Selected text
The genetic code (at first approximation) uses 64 codons to encode 21 different signals; hence there are some choices as to which codon to use. Amino acids and stop can have 1,2,3,4 or 6 codons in the standard scheme of things. But, those codons are rarely used with equal frequency. Leucine, for example, has 6 codons and some are rarely used and others often. Which codons are preferred and disfavored, and the degree to which this is true, depends on the organism. In the extreme, a codon can actually go so out of favor it goes extinct & can no longer be used, and sometimes it is later reassigned to something else; hence some of the more tidy codes in certain organisms.
A further observation is that the more favored codons correspond to more abundant tRNAs and less favored ones to less abundant tRNAs. Furthermore, highly expressed genes are often rich in favored codons and lowly expressed ones much more likely to use rare ones. To complete the picture, in organisms such as E.coli there are genes which don't seem to follow the usual pattern -- and these are often associated with mobile elements and phage or have other suggestions that they may be recent acquisitions from another species.
A practical application of this is to codon optimize genes. If you are having a gene built to express a protein in a foreign host, then it would seem apropos to adjust the codon usage to the local dialect, which usually still leaves plenty of room to accommodate other wishes (such as avoiding the recognition sites for specific restriction enzymes). There are at least four major schemes for doing this, with different gene synthesis vendors preferring one or the other
- CAI Maximization. CAI is a measure of usage of preferred codons; this strategy tries to maximize the statistic by using the most preferred codons. Logic: if these are the most preferred codons, and highly expressed genes are rich in them, why not do the same?
- Codon sampling. This strategy (which is what Codon Devices offered) samples from a set of codons with probabilities proportional to their usage in the organism, after first zeroing out the very rare codons and renormalizing the table. Logic: avoid the rare ones, but don't hammer the better ones either; balance is always good
- Dicodon optimization. In addition to codons showing preferences, there's also a pattern by which adjacent codons pair slightly non-randomly. One particular example; very rare codons are very unlikely to be followed by another very rare codon. Logic: even better approach to "when in Rome..." than either of the two above
- Codon frequency matching. Roughly, this means look at the native mRNA and its uses of codons and ape this in the target species; a codon which is rare in the native should be replaced with one rare in the target. Logic: some rare codons may just help fold things properly
A related strategy worth mentioning are special expression strains which express extra copies of the rare tRNAs.
There is a lot of literature on codon optimization, and most of it suffers from the same flaw. Most papers describe taking one ORF, re-synthesizing it with a particular optimization scheme, and then comparing the two. One problem with this is the small N and the potential for publication bias (do people publish less frequently when this fails to work?). Furthermore, it could well be that the resynthesized design changed something else, and the codon optimization is really unimportant. A few papers deviate from this plan & there has been a hint from the structural genomics community of surveying their data (as they often codon optimized), but systematic studies aren't common.

Required action 1
Answer these questions from the text on codon usage, one line each:
(a) How many codons does leucine have?
(b) Which optimization strategy did Codon Devices offer?
(c) What do the special expression strains mentioned as a related strategy express?
Required action 2
For each statement, say whether it agrees with the text on codon usage, and quote the words that decide it:
(a) Highly expressed genes tend to be rich in rare codons.
(b) In dicodon patterns, a very rare codon is seldom followed by another very rare codon.
(c) Systematic studies of codon optimization are common.
Required action 3
Write a continuation of the text on codon usage, picking up after its final sentence.

Dataset
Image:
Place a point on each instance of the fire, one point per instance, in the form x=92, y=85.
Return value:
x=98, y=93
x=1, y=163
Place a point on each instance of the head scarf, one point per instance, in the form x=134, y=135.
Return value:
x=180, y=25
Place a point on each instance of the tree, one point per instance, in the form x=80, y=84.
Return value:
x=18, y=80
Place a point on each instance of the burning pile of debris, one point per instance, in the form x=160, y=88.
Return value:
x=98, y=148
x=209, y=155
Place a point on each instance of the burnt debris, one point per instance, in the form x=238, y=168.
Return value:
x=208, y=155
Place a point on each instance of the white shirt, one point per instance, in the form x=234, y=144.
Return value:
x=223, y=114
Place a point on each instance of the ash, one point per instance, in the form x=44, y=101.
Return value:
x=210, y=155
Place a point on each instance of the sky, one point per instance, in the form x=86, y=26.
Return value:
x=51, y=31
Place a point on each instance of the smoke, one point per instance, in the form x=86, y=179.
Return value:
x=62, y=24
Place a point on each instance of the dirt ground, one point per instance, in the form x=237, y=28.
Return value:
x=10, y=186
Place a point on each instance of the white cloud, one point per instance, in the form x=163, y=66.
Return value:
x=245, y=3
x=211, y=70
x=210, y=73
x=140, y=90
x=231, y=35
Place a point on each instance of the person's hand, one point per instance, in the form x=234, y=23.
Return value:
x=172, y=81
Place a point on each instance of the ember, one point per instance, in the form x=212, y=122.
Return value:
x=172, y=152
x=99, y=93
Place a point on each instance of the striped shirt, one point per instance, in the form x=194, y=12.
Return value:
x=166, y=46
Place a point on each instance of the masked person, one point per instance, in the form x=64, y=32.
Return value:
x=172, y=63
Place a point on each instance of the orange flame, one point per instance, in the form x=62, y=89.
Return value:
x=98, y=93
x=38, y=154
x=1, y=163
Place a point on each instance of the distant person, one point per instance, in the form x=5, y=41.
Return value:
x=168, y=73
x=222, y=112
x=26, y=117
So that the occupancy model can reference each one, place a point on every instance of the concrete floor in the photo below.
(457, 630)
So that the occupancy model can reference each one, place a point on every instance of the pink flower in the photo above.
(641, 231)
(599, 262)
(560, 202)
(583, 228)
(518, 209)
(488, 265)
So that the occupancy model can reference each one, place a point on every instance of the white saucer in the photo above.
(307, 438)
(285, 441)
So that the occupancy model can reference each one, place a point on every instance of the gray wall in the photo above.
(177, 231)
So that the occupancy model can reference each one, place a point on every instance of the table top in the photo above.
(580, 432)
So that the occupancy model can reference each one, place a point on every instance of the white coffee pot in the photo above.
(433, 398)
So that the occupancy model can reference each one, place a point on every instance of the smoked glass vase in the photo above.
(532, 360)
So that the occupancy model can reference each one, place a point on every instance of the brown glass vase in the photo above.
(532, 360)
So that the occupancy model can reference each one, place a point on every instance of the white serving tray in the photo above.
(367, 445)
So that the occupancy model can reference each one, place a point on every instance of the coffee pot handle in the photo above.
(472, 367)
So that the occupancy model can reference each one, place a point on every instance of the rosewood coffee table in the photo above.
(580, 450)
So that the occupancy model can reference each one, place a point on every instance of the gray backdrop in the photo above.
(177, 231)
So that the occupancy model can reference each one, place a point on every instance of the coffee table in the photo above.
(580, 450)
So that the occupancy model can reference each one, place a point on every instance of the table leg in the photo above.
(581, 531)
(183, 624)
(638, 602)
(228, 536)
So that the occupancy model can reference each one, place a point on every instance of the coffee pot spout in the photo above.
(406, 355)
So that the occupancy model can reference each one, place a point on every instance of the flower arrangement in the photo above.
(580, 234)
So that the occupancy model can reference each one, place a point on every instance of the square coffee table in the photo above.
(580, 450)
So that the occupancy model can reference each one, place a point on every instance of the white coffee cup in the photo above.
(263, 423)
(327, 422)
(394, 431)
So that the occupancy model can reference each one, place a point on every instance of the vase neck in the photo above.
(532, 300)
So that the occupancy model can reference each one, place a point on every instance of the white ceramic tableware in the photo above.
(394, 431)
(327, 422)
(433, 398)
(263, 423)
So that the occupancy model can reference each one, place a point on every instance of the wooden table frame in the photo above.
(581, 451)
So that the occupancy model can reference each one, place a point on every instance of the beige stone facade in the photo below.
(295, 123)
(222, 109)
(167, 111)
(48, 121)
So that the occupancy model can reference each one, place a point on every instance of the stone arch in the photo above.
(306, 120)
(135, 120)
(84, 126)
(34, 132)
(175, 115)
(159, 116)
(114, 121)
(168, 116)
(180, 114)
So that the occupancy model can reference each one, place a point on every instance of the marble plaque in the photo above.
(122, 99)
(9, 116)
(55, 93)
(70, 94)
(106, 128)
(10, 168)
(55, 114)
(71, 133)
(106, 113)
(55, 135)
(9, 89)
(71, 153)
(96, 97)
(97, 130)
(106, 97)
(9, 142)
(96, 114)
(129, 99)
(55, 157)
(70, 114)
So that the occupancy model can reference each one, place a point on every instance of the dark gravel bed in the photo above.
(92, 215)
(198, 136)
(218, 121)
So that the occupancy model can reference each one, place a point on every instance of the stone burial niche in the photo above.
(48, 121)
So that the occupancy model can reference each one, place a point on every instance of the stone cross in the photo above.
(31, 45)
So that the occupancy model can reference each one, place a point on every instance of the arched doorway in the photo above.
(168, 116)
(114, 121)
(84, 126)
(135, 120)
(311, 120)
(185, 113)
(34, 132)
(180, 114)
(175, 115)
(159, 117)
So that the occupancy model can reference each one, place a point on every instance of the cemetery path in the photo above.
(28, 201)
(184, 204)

Exercise response 1
(a) Six.
(b) Codon sampling.
(c) Extra copies of the rare tRNAs.

Exercise response 2
(a) No: "highly expressed genes are often rich in favored codons and lowly expressed ones much more likely to use rare ones."
(b) Yes: "very rare codons are very unlikely to be followed by another very rare codon."
(c) No: "systematic studies aren't common."

Exercise response 3
Now in Science comes the sort of paper that starts to be systematic
Coding-Sequence Determinants of Gene Expression in Escherichia coli
Grzegorz Kudla, Andrew W. Murray, David Tollervey, and Joshua B. Plotkin
Science 10 April 2009: 255-258.
In short, they generated a library of GFP variants in which the particular codon used was varied randomly and then expressed these from a standard sort of expression vector in E.coli. The summary of their results is that codon usage didn't correlate with GFP brightness (expression), but that the key factor is avoidance of secondary structure near the beginning of the ORF.
It's a good approach, but a question is how general is the result. Is GFP a special protein in some way? Why do the rare tRNA-expressing strains sometimes help with protein expression? And most importantly, does this apply broadly or is it specific to E.coli and relatives?
This last point is important in the context of certain projects. E.coli and Saccharomyces have their codon preferences, but if you want to see an extreme preference, look at Streptomyces and its kin. These are important producers of antibiotics and other natural product medications, and it turns out that the codon usage table is easy to remember: just use G or C in the 3rd position. In one species I looked at, it was around 95% of all codons followed that rule.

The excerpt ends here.